TASK PROMPT: Extract each line in the items below that contains the string "with". The match is case-sensitive.

INFORMATION SHOWN:
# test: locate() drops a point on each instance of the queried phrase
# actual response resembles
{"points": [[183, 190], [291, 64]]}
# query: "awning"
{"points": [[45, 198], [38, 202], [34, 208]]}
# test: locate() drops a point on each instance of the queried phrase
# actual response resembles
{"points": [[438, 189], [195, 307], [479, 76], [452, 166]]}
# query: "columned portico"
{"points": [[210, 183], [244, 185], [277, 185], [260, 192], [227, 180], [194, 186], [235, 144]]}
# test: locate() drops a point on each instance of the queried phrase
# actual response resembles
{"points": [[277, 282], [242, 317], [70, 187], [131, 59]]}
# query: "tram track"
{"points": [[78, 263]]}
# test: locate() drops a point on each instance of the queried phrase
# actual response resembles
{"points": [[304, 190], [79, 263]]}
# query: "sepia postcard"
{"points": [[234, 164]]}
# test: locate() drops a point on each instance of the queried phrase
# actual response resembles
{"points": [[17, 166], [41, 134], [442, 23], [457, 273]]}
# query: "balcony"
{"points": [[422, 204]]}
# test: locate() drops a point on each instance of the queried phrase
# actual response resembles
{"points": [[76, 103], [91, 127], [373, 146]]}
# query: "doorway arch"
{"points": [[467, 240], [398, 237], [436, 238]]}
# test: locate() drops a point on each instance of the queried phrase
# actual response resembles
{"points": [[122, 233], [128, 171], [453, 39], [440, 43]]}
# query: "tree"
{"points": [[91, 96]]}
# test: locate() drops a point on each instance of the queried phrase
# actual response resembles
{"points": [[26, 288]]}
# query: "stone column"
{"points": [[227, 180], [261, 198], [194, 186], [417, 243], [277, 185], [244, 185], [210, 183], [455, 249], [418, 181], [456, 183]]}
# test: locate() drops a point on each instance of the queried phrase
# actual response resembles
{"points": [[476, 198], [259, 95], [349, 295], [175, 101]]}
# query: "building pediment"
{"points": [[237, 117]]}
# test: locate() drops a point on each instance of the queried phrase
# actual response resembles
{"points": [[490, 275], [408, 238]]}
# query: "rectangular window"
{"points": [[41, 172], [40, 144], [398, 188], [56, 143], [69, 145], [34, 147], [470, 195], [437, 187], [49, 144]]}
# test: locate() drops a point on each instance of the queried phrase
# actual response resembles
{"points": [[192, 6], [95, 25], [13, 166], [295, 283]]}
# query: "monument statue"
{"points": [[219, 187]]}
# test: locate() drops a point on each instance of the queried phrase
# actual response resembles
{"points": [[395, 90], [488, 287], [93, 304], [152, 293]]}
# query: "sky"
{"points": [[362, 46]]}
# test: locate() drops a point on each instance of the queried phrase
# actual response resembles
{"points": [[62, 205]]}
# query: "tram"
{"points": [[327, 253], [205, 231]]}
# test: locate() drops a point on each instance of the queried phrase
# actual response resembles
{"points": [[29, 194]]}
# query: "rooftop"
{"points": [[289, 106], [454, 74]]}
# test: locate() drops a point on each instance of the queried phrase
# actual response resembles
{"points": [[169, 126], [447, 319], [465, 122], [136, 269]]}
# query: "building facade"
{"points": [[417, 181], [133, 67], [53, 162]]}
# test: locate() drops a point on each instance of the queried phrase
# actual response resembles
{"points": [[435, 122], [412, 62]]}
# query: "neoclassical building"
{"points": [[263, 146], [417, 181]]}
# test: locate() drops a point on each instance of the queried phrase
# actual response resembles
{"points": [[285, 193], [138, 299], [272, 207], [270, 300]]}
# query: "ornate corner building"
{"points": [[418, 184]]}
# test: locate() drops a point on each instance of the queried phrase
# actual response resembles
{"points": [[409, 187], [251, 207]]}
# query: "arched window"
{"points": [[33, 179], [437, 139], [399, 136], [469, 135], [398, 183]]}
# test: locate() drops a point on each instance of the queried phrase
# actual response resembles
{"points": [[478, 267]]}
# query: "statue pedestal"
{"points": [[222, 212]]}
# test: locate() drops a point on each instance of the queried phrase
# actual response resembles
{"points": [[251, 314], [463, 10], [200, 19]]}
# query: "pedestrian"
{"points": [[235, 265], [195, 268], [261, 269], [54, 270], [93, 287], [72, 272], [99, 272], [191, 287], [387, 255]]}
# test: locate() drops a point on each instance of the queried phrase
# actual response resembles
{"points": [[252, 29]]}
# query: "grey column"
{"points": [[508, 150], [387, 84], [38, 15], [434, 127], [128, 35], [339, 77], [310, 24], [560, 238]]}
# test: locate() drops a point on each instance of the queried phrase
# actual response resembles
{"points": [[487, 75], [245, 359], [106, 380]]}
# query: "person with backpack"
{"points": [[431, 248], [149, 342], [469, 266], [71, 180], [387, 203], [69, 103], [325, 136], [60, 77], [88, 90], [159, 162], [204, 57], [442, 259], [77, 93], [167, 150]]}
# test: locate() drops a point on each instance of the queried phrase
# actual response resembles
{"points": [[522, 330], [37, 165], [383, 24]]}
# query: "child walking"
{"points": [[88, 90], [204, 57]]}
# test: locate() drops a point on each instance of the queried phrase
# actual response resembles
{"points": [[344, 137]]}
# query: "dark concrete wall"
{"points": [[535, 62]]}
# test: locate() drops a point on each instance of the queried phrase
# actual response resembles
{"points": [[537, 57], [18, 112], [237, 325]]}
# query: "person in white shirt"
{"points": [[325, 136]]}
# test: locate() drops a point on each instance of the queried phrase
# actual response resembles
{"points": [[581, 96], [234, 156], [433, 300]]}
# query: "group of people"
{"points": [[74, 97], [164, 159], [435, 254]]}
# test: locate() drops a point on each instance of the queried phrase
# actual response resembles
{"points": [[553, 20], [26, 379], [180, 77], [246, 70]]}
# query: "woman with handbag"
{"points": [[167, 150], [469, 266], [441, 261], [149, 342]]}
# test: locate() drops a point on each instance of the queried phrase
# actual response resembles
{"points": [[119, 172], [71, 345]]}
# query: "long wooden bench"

EXERCISE RESPONSE:
# query: "person with backpack"
# query: "woman with handbag"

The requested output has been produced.